Every record, down to the last line, must be given again exactly.

************

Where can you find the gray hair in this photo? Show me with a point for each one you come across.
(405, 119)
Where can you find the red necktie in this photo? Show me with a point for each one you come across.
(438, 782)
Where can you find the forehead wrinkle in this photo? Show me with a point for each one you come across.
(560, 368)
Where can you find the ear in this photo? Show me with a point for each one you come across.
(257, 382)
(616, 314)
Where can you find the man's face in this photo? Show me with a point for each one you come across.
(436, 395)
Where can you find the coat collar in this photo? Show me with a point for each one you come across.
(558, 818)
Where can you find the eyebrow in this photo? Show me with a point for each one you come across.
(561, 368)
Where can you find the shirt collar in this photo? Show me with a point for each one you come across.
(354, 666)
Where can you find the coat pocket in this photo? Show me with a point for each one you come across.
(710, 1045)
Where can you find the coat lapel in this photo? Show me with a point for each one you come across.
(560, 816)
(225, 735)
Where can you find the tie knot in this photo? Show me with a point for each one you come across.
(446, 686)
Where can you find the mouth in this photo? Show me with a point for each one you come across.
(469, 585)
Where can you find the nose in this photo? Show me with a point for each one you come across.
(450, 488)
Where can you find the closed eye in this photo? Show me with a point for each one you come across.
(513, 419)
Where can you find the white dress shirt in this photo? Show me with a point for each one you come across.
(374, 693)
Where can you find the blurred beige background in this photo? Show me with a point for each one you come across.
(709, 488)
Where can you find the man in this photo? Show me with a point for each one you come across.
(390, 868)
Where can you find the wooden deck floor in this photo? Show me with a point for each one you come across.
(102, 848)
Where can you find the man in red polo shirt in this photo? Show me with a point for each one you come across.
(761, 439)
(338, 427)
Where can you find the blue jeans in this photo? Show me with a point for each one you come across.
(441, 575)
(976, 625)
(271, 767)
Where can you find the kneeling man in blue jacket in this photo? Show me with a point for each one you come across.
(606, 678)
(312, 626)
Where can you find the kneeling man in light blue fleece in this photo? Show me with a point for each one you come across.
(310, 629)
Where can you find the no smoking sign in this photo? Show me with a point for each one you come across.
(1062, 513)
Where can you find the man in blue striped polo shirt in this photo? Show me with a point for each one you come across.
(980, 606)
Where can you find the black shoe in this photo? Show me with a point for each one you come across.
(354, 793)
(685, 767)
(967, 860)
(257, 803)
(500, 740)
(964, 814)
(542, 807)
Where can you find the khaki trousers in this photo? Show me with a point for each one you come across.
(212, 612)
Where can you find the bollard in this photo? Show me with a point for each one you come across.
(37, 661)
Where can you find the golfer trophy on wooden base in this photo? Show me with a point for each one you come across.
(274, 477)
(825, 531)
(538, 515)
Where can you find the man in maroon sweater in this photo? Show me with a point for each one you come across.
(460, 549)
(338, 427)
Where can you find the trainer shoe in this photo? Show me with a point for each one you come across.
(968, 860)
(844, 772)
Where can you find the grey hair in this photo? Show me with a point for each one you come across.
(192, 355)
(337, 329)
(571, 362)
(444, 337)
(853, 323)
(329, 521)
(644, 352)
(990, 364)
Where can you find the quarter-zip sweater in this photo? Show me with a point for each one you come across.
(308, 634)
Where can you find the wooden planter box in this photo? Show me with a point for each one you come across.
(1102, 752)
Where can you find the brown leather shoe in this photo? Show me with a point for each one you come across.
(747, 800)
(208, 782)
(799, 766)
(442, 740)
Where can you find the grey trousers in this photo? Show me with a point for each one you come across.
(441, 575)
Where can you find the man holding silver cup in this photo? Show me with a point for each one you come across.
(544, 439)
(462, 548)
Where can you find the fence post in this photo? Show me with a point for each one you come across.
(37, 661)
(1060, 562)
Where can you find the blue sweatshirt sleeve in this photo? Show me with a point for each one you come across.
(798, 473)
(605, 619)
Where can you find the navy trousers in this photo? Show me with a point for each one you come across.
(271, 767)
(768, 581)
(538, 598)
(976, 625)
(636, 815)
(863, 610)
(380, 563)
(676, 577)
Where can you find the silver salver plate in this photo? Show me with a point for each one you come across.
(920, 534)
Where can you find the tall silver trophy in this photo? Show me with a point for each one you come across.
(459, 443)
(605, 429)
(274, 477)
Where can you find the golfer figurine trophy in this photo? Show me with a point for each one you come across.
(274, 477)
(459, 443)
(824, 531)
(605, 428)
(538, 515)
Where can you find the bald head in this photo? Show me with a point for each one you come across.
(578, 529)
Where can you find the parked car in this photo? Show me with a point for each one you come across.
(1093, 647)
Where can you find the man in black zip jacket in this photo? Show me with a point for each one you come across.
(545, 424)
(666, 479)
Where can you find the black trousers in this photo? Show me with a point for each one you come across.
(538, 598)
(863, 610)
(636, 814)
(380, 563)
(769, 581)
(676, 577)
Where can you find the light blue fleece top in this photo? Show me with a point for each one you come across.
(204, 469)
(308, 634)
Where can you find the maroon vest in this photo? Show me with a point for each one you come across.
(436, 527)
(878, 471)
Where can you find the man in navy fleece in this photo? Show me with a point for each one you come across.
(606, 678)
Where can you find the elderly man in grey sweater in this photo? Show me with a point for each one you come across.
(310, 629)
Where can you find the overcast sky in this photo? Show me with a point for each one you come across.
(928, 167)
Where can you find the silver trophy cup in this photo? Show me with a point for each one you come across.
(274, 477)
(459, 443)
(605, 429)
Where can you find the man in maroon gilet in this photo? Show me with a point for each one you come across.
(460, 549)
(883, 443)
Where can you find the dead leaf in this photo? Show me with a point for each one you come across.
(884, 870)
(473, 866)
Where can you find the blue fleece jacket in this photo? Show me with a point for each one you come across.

************

### Solution
Where can you find the gray hair in this photo? Show me with a point for each one you come across.
(405, 119)
Where can you find the red necktie in this photo? Show me with a point for each one you come across.
(438, 782)
Where can you find the forehead wrinkle in this photo? Show me with a point for each one you come across.
(560, 368)
Where can you find the ear in this photo? Show me with a point for each one you come across.
(257, 382)
(616, 314)
Where can you find the man's face in this photo? Show me with a point for each one you come across.
(436, 395)
Where can you find the coat collar in this photo? Show me with a point for each one you come across.
(558, 818)
Where can you find the eyebrow in this photo? Show me with a point for each one you come across.
(561, 368)
Where can you find the shirt collar in this photo? Show me with a point for each one you come across.
(354, 666)
Where can you find the coat pocket in this photo? Show me with a point for each one you come across.
(710, 1045)
Where can you find the coat lapel in this photo? Show me with a point for each one you come across.
(560, 816)
(225, 735)
Where can you find the tie knot in this photo? Show me with a point for each one you come across.
(446, 686)
Where can you find the mouth in this photo? Show me with a point for each one you come across.
(469, 585)
Where can you find the nose in this photo? Show me with a point for each one you come across.
(450, 488)
Where can you find the closed eye in this photo? Show me with a point for each one you come across.
(513, 419)
Where can you find the white dress shirt in this photo? Show me with a point for each one you come across.
(374, 693)
Where can you find the blurred beige background in this photo? Show me with a point for each one you come across.
(709, 488)
Where can you find the man in this photo? Show me with a point for each one you come across.
(390, 868)
Where can you find the wooden deck floor in this photo? Show me with a point for each one you come across.
(102, 848)
Where can you find the man in red polo shirt in this photo? Show me with a point for each one you come across.
(761, 439)
(338, 427)
Where can you find the blue jeans in this photo? Show me with a point for each one you come across.
(441, 575)
(976, 625)
(271, 767)
Where can you find the kneeling man in blue jacket in this photo? Show me with a point for each one you come across.
(606, 678)
(312, 626)
Where can you find the kneeling man in light blue fleece in this photo? Show me with a point for each one you come across.
(310, 629)
Where can you find the no smoking sign in this photo? Show me with a point for each one you come across.
(1062, 513)
Where can you find the man in blue striped polo shirt in this photo? Show me with a point for each one you come across.
(980, 606)
Where can you find the black shoe in this photo? Show me with a point for each one you come across.
(354, 793)
(685, 767)
(967, 860)
(257, 803)
(500, 740)
(964, 814)
(542, 807)
Where can you find the khaki trousers in this photo? Show me with a point for each one you come across.
(212, 612)
Where can you find the bollard in this photo? Show me with a point for each one you come across.
(37, 661)
Where can you find the golfer trophy on wooden base in this photo? Show me with a point for each one you come across.
(274, 477)
(825, 531)
(538, 515)
Where can you find the man in maroon sweater in this photo? Show me with a point for each one you come across.
(460, 549)
(338, 427)
Where can you find the trainer shoe in this photo? Show me with a point for each one you come across.
(968, 860)
(844, 772)
Where can you find the grey hair in this photo? Show me with a point for each one you come across.
(192, 355)
(337, 329)
(571, 362)
(444, 337)
(853, 323)
(329, 521)
(644, 352)
(990, 364)
Where can you find the quarter-zip sweater in this photo? Show me with a point for each one you come across.
(308, 634)
Where can you find the wooden planter box in this photo? Show me with a point for each one you come across.
(1102, 752)
Where can you find the brown leather shoe in this photo? Show me with a point for each one you come across.
(747, 800)
(208, 782)
(799, 766)
(442, 740)
Where can you find the grey trousers in this photo? Show me with a point for each one you come across.
(441, 575)
Where can you find the man holding silver cup in this photo? Show me with a point for each one you come across.
(544, 439)
(462, 548)
Where can you find the fence post in this photo? Show me with a point for each one you come across.
(37, 661)
(1060, 562)
Where can you find the blue sweatshirt sleeve in this photo? Show me with a point for each one you come across.
(798, 473)
(605, 619)
Where can you find the navy trousers in this photo? Show me with a point for each one you come across.
(271, 767)
(768, 581)
(538, 598)
(976, 625)
(636, 815)
(863, 610)
(380, 563)
(676, 577)
Where can you find the silver salver plate in this photo? Show me with a point for each one you come across.
(920, 534)
Where can you find the tall silver trophy in this photo? Show me with a point for each one you come across.
(459, 443)
(605, 429)
(274, 477)
Where can you find the golfer figurine trophy in this photo? Show me with a point for each one you come across.
(274, 477)
(459, 443)
(824, 531)
(605, 428)
(538, 515)
Where can you find the bald head in this photo? Show me with a point for each one you come across.
(578, 529)
Where can you find the parked car in this photo? Show me with a point for each one you come across.
(1093, 647)
Where can you find the man in black zip jacket in this photo? Show me with a point for each one you come across.
(545, 424)
(666, 479)
Where can you find the black trousers in this photo? Show me with a point for each one you come across.
(538, 598)
(863, 610)
(636, 814)
(380, 563)
(769, 581)
(676, 577)
Where can you find the light blue fleece top in this photo? Show me with a point for each one you come across.
(204, 469)
(308, 634)
Where can you find the maroon vest in this photo? Show me with a point for each one you come across.
(436, 527)
(878, 471)
Where can you find the man in navy fleece in this photo? Show me with a point for each one you come across.
(606, 678)
Where can you find the elderly man in grey sweater in this photo? Show me with a point for each one you come across.
(310, 629)
Where can you find the overcast sky in this photo? Show me with a point for each one you come across.
(928, 167)
Where can you find the silver trophy cup in this photo? Show me with a point for each one you come across.
(274, 477)
(459, 443)
(605, 429)
Where can you find the man in maroon gilet in this photo? Show me with a point for each one you come across.
(460, 549)
(883, 443)
Where can you find the dead leaf in this photo? Show me with a point for each one you come across.
(884, 870)
(473, 866)
Where can you find the blue fleece jacket in this photo? Show me with a point for each one you come across.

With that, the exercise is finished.